# Problem requirements:
Return the listing below in full, with every line exactly as it is.

— Start of Data rows —

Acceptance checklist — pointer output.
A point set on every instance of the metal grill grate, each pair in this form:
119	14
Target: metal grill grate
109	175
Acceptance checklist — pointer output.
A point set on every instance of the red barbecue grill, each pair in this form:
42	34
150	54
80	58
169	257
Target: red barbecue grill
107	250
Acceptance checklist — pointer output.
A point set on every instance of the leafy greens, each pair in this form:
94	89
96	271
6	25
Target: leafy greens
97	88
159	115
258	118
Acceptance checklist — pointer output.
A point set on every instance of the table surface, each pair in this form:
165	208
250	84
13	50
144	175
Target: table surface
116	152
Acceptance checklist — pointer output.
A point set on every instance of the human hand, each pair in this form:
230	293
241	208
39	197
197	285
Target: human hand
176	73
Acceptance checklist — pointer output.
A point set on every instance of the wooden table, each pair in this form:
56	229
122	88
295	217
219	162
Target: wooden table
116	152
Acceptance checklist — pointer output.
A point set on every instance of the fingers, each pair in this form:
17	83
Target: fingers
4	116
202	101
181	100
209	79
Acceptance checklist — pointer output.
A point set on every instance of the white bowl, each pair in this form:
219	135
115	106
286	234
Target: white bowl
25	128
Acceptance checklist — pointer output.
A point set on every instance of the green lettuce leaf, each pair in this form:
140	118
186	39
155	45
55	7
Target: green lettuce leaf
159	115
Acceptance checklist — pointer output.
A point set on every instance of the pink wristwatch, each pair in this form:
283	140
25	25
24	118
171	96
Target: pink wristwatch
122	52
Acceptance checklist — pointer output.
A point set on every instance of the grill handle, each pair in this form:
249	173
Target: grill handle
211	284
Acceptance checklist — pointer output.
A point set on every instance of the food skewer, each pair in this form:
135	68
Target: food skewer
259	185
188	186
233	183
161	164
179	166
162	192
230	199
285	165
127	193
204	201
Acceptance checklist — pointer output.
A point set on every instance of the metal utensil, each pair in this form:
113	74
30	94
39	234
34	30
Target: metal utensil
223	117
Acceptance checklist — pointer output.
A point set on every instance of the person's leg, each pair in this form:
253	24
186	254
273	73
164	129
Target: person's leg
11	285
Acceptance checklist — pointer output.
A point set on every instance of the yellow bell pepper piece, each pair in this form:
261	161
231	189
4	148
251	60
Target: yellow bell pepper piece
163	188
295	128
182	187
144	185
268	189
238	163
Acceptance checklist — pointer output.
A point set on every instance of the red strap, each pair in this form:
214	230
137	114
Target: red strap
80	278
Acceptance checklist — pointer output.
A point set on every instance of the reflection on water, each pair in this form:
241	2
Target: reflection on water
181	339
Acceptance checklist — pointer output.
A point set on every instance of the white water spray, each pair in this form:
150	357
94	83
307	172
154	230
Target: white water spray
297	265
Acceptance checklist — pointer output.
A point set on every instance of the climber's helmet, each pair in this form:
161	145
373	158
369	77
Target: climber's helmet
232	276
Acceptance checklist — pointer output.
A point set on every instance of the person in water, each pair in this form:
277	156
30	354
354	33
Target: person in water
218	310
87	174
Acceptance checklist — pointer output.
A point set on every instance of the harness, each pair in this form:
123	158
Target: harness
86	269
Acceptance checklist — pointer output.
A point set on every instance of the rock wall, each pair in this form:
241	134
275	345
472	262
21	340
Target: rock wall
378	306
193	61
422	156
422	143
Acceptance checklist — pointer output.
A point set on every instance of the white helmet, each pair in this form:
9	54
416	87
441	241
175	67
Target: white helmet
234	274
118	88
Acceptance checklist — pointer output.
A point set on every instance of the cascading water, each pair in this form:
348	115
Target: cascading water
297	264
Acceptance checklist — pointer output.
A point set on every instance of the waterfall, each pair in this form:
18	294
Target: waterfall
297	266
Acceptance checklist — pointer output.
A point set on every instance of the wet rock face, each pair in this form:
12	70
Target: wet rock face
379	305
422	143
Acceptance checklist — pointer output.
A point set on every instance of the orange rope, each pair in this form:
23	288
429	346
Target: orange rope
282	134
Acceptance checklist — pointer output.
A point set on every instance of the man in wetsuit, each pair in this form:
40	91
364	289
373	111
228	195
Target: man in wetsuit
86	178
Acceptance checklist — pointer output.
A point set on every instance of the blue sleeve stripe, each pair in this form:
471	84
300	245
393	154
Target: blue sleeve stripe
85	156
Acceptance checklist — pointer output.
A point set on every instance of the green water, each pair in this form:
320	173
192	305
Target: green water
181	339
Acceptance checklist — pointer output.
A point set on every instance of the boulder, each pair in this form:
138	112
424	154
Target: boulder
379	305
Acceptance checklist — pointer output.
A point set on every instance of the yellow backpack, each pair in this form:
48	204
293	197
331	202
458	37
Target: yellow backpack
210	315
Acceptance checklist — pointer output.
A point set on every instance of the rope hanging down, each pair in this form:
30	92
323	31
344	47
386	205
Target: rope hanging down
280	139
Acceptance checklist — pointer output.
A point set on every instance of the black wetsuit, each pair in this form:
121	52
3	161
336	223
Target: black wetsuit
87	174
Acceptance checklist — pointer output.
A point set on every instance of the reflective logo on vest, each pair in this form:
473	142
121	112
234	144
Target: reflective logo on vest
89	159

— End of Data rows —

# Correct result:
Acceptance checklist — pointer output.
A point set on every instance of the metal grill grate, each pair in this form:
119	14
Target: metal grill grate
109	175
Acceptance checklist — pointer output.
A point set on every instance of the red barbecue grill, each pair in this form:
42	34
150	54
80	58
169	257
Target: red barbecue grill
107	250
Acceptance checklist — pointer output.
A point set on every instance of the leafy greens, each pair in this form:
94	89
96	271
6	25
Target: leafy greens
97	88
159	115
258	118
Acceptance checklist — pointer output.
A point set on every instance of the table surface, each pair in this form:
165	208
250	84
13	50
144	175
Target: table surface
116	152
Acceptance checklist — pointer output.
A point set on every instance of the human hand, each pair in this form:
230	293
241	208
39	197
197	285
Target: human hand
176	73
Acceptance checklist — pointer output.
A point set on every instance of the wooden table, each pair in this form:
56	229
122	88
295	217
219	162
Target: wooden table
116	152
Acceptance checklist — pointer output.
A point set on every instance of the fingers, each pair in this form:
17	83
Target: fingers
4	116
202	101
181	100
209	79
Acceptance checklist — pointer output.
A point set on every instance of the white bowl, each pair in this form:
219	135
115	106
286	234
Target: white bowl
25	128
Acceptance checklist — pointer output.
A point set on every instance of the green lettuce leaf, each pair in this form:
140	118
186	39
155	45
55	7
Target: green lettuce leaf
159	115
Acceptance checklist — pointer output.
A point set on every instance of the pink wristwatch, each pair in this form:
283	140
25	25
24	118
171	96
Target: pink wristwatch
122	52
Acceptance checklist — pointer output.
A point set on every instance of the grill handle, each pair in this form:
249	173
Target: grill handle
211	284
Acceptance checklist — pointer output.
A point set on every instance of the food skewer, each pair in this form:
135	68
Target: food skewer
259	185
188	186
233	183
161	164
179	166
162	192
230	199
285	165
127	193
204	201
Acceptance checklist — pointer output.
A point set on every instance of the metal utensil, each pair in this form:
113	74
30	94
39	234
34	30
Target: metal utensil
223	117
Acceptance checklist — pointer output.
A point set on every instance of the person's leg, each pair in this form:
253	24
186	254
273	73
164	129
Target: person's leg
11	285
Acceptance checklist — pointer output.
A point set on every instance of the yellow bell pepper piece, each pair in this form:
261	161
231	189
4	148
251	60
Target: yellow bell pepper piece
163	188
295	128
182	187
144	185
268	189
238	163
Acceptance checklist — pointer output.
A point set on every instance of the red strap, each pair in this form:
214	230
137	114
Target: red strap
80	278
Acceptance checklist — pointer output.
A point set on every instance of the reflection on water, each pair in this form:
241	2
Target: reflection on water
181	339
Acceptance checklist — pointer output.
A point set on every instance of the white water spray, each pair in this form:
150	357
94	83
307	172
154	230
Target: white water spray
297	265
Acceptance checklist — pointer output.
A point set on every instance of the climber's helmet, each pair in this form:
161	145
373	158
369	77
Target: climber's helmet
232	276
Acceptance checklist — pointer output.
A point set on every instance of the person in water, each pair in this form:
277	156
30	354
354	33
Target: person in water
218	310
87	174
Acceptance checklist — pointer output.
A point set on every instance of the harness, each pair in this form:
123	158
Target: harness
86	269
Acceptance checklist — pointer output.
A point set on every instance of the rock wall, each pair in this form:
241	134
275	345
472	262
21	340
Target: rock wall
378	306
193	61
422	156
422	143
Acceptance checklist — pointer output.
A point set on every instance of the white helmet, each pair in this form:
9	54
416	87
441	241
175	67
Target: white helmet
234	274
118	88
Acceptance checklist — pointer output.
A point set on every instance of the cascading water, each pair in this form:
348	115
Target: cascading water
297	264
Acceptance checklist — pointer output.
A point set on every instance of the waterfall, each pair in this form:
18	294
Target: waterfall
297	266
Acceptance checklist — pointer output.
A point set on every instance of the wet rock face, each pair in this form:
12	70
Target: wet rock face
379	305
422	143
Acceptance checklist — pointer output.
A point set on every instance of the orange rope, each pair in this form:
23	288
429	346
Target: orange rope
282	134
Acceptance checklist — pointer output.
A point set on every instance of the man in wetsuit, each pair in this form:
40	91
364	289
373	111
228	195
Target: man in wetsuit
86	178
Acceptance checklist — pointer output.
A point set on every instance of the blue sleeve stripe, each pair in this form:
471	84
300	245
393	154
Target: blue sleeve stripe
85	156
Acceptance checklist — pointer output.
A point set on every instance of the green water, each pair in this form:
320	173
192	305
Target: green water
181	339
Acceptance checklist — pointer output.
A point set on every instance of the boulder, each pair in this form:
138	112
424	154
Target: boulder
379	305
Acceptance checklist — pointer output.
A point set on every instance of the yellow backpack, each pair in this form:
48	204
293	197
331	202
458	37
Target: yellow backpack
210	315
Acceptance checklist — pointer output.
A point set on every instance of the rope hanging down, each pair in this form:
30	92
323	31
344	47
386	205
Target: rope hanging down
280	139
Acceptance checklist — pointer output.
A point set on every instance of the black wetsuit, each pair in this form:
121	52
3	161
336	223
Target: black wetsuit
87	174
Acceptance checklist — pointer output.
A point set on every instance of the reflective logo on vest, each pair in this form:
473	142
121	112
234	144
Target: reflective logo on vest
89	159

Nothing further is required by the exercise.